◆ **Problem details**:
From the line containing "Where can the white face" down to the last line of the records below, copy every line exactly. Leave out everything before it.

── Input records

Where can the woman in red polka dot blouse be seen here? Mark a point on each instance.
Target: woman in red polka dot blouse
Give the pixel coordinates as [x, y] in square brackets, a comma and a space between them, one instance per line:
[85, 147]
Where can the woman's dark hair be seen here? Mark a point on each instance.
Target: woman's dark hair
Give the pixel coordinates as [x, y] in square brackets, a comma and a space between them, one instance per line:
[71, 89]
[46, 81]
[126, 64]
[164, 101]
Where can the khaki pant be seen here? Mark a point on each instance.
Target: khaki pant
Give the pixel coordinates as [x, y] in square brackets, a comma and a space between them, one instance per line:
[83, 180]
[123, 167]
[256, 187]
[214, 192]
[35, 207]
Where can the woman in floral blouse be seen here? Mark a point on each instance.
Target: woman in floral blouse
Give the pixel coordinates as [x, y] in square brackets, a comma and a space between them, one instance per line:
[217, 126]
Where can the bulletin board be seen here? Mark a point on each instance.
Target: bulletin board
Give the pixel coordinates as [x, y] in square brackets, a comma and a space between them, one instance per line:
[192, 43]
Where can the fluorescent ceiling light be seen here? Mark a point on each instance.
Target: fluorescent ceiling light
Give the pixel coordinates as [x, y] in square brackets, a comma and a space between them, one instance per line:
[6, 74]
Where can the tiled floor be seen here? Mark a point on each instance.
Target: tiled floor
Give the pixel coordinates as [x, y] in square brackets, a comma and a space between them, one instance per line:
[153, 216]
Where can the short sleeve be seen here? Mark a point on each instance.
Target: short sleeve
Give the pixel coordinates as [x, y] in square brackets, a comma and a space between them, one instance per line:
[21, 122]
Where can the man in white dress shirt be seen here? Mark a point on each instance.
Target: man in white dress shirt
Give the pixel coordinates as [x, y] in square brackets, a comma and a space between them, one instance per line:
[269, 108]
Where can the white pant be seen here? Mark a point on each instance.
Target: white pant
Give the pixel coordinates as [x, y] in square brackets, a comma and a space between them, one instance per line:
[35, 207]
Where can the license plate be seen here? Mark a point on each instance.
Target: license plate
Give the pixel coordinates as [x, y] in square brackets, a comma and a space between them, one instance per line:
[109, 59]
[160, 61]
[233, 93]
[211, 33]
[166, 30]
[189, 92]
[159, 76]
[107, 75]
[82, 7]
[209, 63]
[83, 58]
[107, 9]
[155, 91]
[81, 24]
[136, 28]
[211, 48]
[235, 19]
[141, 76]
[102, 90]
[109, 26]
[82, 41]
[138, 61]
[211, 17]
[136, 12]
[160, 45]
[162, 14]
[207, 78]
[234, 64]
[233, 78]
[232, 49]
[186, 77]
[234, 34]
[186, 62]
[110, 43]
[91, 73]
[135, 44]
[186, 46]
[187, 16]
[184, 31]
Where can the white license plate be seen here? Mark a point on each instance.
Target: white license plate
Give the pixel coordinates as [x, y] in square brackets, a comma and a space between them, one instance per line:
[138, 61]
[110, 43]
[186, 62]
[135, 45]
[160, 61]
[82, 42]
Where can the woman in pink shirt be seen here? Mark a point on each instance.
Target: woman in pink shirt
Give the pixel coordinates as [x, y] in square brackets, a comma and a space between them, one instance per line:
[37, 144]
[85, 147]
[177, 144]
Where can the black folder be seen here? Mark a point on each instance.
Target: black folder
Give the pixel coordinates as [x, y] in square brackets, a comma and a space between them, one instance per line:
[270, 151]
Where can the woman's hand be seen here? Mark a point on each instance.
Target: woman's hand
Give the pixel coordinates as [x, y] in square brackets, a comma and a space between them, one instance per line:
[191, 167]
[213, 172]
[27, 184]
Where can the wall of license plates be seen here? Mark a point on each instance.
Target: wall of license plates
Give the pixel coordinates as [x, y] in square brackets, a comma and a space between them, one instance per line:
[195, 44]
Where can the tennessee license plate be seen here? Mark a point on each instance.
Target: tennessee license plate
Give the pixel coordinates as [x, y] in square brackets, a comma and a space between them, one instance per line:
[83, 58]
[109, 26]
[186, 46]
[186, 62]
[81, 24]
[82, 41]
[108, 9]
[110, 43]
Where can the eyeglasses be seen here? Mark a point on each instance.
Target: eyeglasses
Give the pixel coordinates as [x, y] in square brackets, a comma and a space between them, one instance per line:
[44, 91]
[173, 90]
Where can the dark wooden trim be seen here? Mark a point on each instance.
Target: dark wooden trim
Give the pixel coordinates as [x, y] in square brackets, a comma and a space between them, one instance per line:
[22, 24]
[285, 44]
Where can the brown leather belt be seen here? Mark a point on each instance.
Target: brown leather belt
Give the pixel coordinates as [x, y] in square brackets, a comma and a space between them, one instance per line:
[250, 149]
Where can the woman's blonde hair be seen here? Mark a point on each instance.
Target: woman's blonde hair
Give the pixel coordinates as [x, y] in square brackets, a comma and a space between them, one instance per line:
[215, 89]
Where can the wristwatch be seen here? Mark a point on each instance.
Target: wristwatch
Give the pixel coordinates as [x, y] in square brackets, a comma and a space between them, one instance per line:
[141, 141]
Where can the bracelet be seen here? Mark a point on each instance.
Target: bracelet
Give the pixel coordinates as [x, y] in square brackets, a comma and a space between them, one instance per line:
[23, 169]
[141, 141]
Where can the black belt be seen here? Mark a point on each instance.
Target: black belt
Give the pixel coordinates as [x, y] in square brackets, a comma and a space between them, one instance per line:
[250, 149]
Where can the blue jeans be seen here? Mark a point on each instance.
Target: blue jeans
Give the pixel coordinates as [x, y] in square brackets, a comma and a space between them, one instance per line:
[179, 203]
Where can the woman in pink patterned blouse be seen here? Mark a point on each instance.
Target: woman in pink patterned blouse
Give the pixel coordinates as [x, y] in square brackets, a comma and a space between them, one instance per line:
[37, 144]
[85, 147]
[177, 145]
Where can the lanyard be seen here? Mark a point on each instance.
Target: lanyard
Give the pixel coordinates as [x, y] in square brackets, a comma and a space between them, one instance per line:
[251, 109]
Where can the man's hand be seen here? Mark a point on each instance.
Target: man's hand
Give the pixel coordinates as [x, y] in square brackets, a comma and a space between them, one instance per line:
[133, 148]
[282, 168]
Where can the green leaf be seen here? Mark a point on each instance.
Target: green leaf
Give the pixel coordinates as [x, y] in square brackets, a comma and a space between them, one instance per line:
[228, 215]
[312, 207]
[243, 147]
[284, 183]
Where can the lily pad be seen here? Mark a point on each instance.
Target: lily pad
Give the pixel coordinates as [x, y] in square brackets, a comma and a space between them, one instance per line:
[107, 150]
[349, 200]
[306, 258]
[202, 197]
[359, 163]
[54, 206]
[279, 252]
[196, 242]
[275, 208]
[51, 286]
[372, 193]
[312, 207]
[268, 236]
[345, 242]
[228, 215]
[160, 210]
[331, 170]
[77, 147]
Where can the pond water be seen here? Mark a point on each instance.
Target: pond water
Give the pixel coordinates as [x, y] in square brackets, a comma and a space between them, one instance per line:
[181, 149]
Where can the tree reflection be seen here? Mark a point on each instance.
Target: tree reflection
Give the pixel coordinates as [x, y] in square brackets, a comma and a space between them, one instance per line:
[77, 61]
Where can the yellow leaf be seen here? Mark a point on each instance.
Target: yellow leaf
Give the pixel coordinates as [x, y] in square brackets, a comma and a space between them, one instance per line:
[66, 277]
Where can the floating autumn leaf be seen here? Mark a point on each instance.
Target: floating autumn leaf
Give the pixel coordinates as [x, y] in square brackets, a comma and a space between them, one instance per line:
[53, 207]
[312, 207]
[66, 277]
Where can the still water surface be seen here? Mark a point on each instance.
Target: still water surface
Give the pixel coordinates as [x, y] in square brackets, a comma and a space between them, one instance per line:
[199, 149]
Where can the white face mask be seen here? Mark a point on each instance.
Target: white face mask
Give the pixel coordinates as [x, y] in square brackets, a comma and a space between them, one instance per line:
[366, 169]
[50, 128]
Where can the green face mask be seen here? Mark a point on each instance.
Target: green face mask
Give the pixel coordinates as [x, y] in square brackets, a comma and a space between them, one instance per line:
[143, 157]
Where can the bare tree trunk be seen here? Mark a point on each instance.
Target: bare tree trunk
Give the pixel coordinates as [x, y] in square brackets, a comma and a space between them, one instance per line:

────

◆ **Exercise solution**:
Where can the white face mask be seen here? Mark a point on each instance.
Target: white face mask
Give the pixel coordinates as [x, y] in square brackets, a comma and a space between them, one instance per line:
[366, 169]
[50, 128]
Where can the green face mask be seen here? Mark a point on each instance.
Target: green face mask
Give the pixel coordinates as [x, y] in square brackets, a comma and a space between them, one instance per line:
[143, 157]
Where can the bare tree trunk be seen here? Mark a point on each instance.
Target: bare tree trunk
Give the pixel coordinates as [x, y] in square brackets, a comma and a space between them, one instance per line:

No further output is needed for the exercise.